◆ What this task involves
Starting with the words "The violence broke" and stopping after "by government forces.", rewrite that stretch of the report on the violence in Syria's coastal region, swapping "Observatory" for "monitoring group".

◆ Source text
The violence broke out on Thursday when armed men loyal to Mr. al-Assad ambushed government security forces in Latakia Province, where al-Haffa is located. The ambush set off days of clashes between Assad loyalists and government forces.

The Observatory, which is based in Britain and has monitored the Syrian conflict since 2011, said early Sunday that about 700 civilians were among the more than 1,000 dead, most of them killed by government forces.

At least 65 civilians were killed in al-Haffa, according to the Observatory. Another war monitoring group, the Syrian Network for Human Rights, reported on Saturday that government security forces had killed an estimated 125 civilians. Those claims could not be independently verified.

Officials with the new government rejected accusations that its security forces had committed atrocities. But they said they were committed to investigating accusations and holding anyone who had harmed civilians accountable.

The violence has raised the specter of a larger sectarian conflict in Syria and stoked panic in the coastal provinces of Latakia and Tartus. The region is the heartland of Syria’s Alawite minority, which dominated the ruling class and upper ranks of the military under the Assad government, and included the Assad family itself. The new government was formed from a coalition of rebels led by an Islamist Sunni Muslim group.

On Saturday, the highway leading from the capital, Damascus, into Tartus was nearly empty as the authorities tried to seal off all traffic into the coastal region. Government security forces set up checkpoints along the main roads into and throughout Tartus city, the provincial capital, where most shops were closed and many residents were hunkering down in their homes.

Shadi Ahmed Khodar, 47, sat by the highway leading from Tartus north to Latakia, watching as the occasional ambulance or government vehicle sped by. The streets of his neighborhood had emptied as violence raged in recent days, turning Tartus into a ghost town, he said. He is an Alawite but like many in the city, he said he does not support the Assad loyalists who have taken up arms against Syria’s new authorities.

But he was also terrified that security forces with the new government would no longer distinguish between armed Assad loyalists and people like him — a crane operator who had worked for the Assad government.

“I couldn’t believe what I was seeing. I was terrified, terrified,” Wala, the resident of al-Haffa, said of the violence.

In the nearby countryside of Latakia Province, armed Assad loyalists were holding dozens of government security personnel hostage after seizing control a day earlier, residents said. In other areas, local residents had taken up arms and stationed themselves outside their homes to protect their families, after hearing reports about government forces killing civilians.

Ghaith Moustafa, a resident of Baniyas, said he had spent most of Friday and Saturday huddling with his wife, Hala Hamed, and their 2-month-old son behind their front door — the only place in their small apartment that was not near any windows.

◆ The data

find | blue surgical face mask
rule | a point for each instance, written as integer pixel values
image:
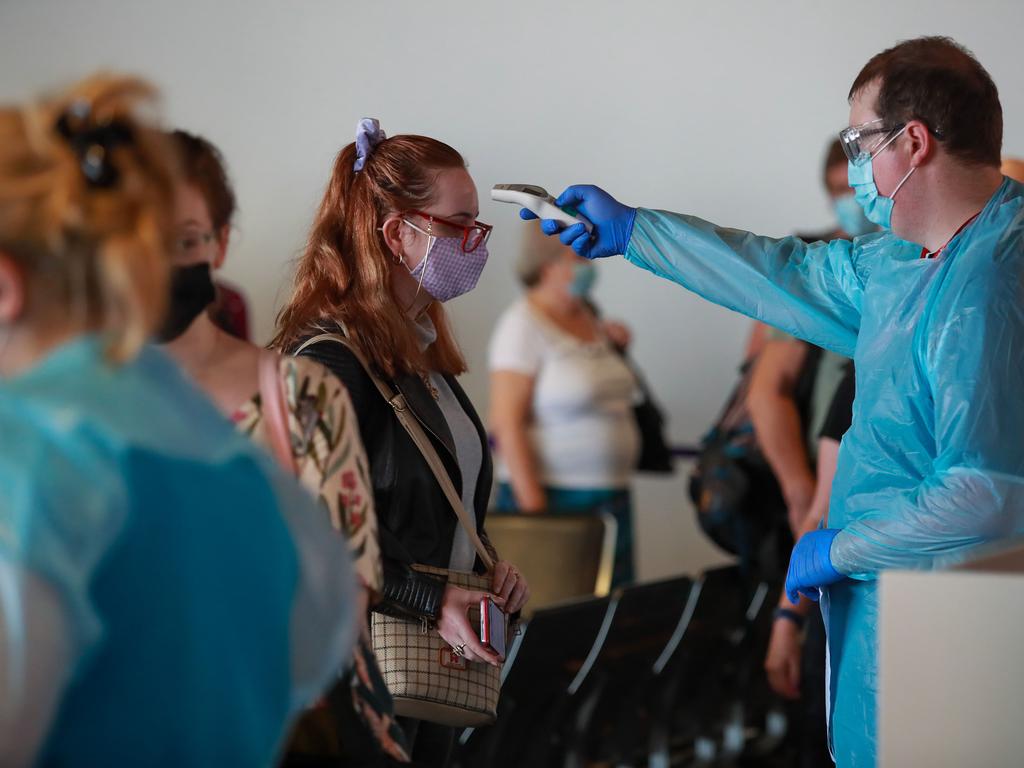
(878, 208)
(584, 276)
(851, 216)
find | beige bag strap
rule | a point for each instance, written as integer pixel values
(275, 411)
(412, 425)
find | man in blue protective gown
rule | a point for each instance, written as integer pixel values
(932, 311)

...

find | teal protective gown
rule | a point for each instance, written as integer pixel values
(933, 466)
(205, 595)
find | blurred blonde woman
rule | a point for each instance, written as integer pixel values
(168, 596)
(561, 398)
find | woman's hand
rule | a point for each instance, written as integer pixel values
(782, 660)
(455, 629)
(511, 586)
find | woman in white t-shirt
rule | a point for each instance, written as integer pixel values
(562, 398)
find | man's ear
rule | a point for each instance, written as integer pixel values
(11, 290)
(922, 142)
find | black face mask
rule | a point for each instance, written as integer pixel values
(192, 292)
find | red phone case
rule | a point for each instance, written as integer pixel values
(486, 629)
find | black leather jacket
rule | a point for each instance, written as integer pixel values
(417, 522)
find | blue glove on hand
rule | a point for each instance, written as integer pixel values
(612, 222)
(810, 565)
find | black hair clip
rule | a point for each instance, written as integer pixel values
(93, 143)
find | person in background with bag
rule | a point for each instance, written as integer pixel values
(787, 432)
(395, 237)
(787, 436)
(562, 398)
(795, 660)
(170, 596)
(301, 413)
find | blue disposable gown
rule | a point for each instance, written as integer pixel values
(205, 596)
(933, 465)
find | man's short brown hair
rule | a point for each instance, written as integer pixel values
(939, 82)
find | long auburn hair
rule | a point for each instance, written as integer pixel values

◆ Output below
The violence broke out on Thursday when armed men loyal to Mr. al-Assad ambushed government security forces in Latakia Province, where al-Haffa is located. The ambush set off days of clashes between Assad loyalists and government forces.

The monitoring group, which is based in Britain and has monitored the Syrian conflict since 2011, said early Sunday that about 700 civilians were among the more than 1,000 dead, most of them killed by government forces.